▸ **What the task requires**
The answer should consist of every line in the material below that has the word "instance".

▸ **Exercise data**
□ □ □ □
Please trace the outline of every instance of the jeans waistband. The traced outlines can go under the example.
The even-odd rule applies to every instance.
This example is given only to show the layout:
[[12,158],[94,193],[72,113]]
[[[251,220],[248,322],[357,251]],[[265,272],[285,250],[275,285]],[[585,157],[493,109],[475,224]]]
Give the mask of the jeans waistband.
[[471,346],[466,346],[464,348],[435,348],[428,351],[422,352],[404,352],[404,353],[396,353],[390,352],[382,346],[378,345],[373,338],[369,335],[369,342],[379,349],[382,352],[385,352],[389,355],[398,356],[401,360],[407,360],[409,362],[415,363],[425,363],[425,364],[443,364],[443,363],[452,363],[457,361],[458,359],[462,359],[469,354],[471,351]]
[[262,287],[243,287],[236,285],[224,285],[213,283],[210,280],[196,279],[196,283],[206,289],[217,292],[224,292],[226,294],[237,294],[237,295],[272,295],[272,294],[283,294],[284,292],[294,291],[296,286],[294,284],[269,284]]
□ □ □ □
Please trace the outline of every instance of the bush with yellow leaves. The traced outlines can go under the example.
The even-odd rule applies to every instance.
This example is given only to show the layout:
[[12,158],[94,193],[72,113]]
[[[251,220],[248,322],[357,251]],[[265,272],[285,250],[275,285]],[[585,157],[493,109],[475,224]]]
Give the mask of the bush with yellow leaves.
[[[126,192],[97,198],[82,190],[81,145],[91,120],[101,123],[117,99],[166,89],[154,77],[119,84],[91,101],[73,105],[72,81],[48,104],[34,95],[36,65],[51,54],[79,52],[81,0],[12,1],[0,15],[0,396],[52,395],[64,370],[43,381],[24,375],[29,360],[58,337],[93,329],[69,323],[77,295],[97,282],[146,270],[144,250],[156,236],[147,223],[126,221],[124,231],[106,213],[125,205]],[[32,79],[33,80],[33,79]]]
□ □ □ □
▸ **Solution for this exercise**
Please trace the outline of every instance of the jeans waistband. The traced outlines can go under the example.
The even-odd rule applies to every instance.
Please trace the outline of every instance of the bush with yellow leaves. The traced outlines can go under the example.
The even-odd rule applies to every instance.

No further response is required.